▶ [ПИСЬМЕННОЕ ЗАДАНИЕ 1] Перепишите из очерка о калмыках без изменений фрагмент, который открывается словами «(Продолжение. Начало –» и завершается словами «и благопожелания (иерел).».
▶ [ПИСЬМЕННОЕ ЗАДАНИЕ 2] Назовите все даты выпусков «Степных вестей», в которых, согласно очерку о калмыках, печатались предыдущие части публикации.
▶ [ПИСЬМЕННОЕ ЗАДАНИЕ 3] Где, согласно очерку о калмыках, хранится этот очерк?

▶ [ТЕКСТ]
^^^^^^^^

Предлагаемый очерк хранится в личном фонде К. Ф. Голстунского (1831—1899) в Архиве востоковедов Института восточных рукописей РАН. К публикации в «Степных вестях» подготовила научный сотрудник ИВР РАН, к. ф. н. Светлана Сабрукова.

Очерк публикуется с сохранением авторского стиля.

(Продолжение. Начало – «Степные вести» от 8, 12, 20 сентября, 19 октября, 17 ноября 2016 г., 23 марта, 17 мая 2017 г.).

Точно так же и всякое церковное празднество служит у калмыков вполне подходящим предлогом для пьянства. По калмыцким обычаям старшие из духовных по совершении каких-нибудь особо важных обрядов и молитвословий чествуются прихожанами. Им подносятся подарки, состоящие из одежды, денег и съестных припасов и, кроме того, устраиваются угощения, при этом, конечно, напиваются главным образом сами чествующие. Правда, пьянство зато нигде не обставлено такою торжественностью и формализмом, как у калмыков; на каждый случай имеются свои особые освященные обычаем здравицы и благопожелания (иерел).

Во всяких празднествах, торжествах и попойках участие принимают почти исключительно только мужчины, женщины же не участвуют в них не потому, чтобы доступ им был туда запрещен, а просто им некогда бражничать вследствие массы работ по хозяйству. Присутствуют женщины только на праздниках церковных, и тут только мне удалось заметить в них некоторое желание принарядиться и вообще позаботиться о своей наружности, а то я пришел уже, было, к заключению, что кокетство, это качество, свойственное всем женщинам земного шара, совершенно чуждо калмычкам. Действительно, обыденный мужской костюм отличается от женского большею опрятностью и благовидностью, у мужчины даже можно иногда заметить желание пофрантить и порисоваться своею внешностью.

^^^^^^^^

▶ [ПРЕДОСТАВЛЕННЫЕ СТРОКИ]
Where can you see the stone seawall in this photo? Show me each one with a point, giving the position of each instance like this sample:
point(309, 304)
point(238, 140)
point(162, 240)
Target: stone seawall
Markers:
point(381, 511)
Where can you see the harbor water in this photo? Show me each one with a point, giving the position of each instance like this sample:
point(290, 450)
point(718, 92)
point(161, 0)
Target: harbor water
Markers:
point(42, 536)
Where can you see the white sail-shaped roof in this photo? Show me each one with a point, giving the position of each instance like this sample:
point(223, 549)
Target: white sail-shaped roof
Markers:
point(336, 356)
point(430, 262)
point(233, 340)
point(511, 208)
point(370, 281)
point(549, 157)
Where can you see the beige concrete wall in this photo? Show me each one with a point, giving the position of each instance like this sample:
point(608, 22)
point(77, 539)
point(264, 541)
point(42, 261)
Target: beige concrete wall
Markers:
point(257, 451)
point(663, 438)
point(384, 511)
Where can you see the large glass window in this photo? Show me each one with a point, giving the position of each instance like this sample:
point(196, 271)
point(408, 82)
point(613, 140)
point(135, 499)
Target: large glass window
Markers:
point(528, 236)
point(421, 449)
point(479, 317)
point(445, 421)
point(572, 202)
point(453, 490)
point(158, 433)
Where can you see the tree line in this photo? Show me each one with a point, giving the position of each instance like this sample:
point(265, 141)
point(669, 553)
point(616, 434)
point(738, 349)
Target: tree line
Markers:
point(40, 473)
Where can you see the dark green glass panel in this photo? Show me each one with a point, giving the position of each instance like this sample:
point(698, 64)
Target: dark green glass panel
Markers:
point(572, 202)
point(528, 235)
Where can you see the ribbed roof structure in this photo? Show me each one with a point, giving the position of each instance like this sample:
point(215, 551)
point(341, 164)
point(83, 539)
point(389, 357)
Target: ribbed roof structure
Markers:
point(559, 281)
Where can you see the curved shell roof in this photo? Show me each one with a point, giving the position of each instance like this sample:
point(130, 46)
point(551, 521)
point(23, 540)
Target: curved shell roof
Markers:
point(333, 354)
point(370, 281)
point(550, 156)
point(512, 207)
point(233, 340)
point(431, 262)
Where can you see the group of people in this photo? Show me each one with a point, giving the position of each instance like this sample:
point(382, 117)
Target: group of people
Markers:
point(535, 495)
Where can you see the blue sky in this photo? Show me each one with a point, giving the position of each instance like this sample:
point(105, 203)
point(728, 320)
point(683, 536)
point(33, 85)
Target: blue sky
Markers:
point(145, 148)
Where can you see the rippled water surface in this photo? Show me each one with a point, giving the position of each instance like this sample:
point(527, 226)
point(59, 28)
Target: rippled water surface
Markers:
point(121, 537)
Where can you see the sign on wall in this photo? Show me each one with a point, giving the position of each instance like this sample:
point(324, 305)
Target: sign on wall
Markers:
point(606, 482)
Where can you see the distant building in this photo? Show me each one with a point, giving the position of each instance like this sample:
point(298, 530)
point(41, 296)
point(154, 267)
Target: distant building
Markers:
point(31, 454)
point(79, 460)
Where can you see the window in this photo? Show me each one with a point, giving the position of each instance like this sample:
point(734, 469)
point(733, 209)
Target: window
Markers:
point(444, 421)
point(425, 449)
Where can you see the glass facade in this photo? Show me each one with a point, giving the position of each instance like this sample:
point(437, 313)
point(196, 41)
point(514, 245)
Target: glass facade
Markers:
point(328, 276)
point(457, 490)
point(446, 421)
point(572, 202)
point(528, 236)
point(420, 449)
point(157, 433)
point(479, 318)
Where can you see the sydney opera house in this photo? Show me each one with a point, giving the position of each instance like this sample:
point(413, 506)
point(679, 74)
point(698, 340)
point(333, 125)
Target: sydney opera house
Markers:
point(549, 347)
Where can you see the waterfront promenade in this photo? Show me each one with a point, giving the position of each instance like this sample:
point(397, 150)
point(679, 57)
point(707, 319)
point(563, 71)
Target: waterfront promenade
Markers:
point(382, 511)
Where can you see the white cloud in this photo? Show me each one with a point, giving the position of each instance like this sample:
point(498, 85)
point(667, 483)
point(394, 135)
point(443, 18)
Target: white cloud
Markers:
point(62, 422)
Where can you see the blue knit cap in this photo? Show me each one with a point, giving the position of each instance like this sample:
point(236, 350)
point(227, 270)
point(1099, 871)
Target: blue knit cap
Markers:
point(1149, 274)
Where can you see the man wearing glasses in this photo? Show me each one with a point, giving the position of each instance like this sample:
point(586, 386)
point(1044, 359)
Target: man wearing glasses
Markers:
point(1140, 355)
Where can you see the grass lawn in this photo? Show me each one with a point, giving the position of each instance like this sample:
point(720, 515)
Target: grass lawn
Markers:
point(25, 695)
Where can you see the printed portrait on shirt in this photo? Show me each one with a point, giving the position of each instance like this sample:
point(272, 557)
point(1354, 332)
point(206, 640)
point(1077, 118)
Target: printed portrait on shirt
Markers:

^^^^^^^^

▶ [ИТОГОВЫЙ РЕЗУЛЬТАТ 1]
(Продолжение. Начало – «Степные вести» от 8, 12, 20 сентября, 19 октября, 17 ноября 2016 г., 23 марта, 17 мая 2017 г.).

Точно так же и всякое церковное празднество служит у калмыков вполне подходящим предлогом для пьянства. По калмыцким обычаям старшие из духовных по совершении каких-нибудь особо важных обрядов и молитвословий чествуются прихожанами. Им подносятся подарки, состоящие из одежды, денег и съестных припасов и, кроме того, устраиваются угощения, при этом, конечно, напиваются главным образом сами чествующие. Правда, пьянство зато нигде не обставлено такою торжественностью и формализмом, как у калмыков; на каждый случай имеются свои особые освященные обычаем здравицы и благопожелания (иерел).

▶ [ИТОГОВЫЙ РЕЗУЛЬТАТ 2] 8 сентября 2016 г., 12 сентября 2016 г., 20 сентября 2016 г., 19 октября 2016 г., 17 ноября 2016 г., 23 марта 2017 г., 17 мая 2017 г.

▶ [ИТОГОВЫЙ РЕЗУЛЬТАТ 3] В личном фонде К. Ф. Голстунского в Архиве востоковедов Института восточных рукописей РАН.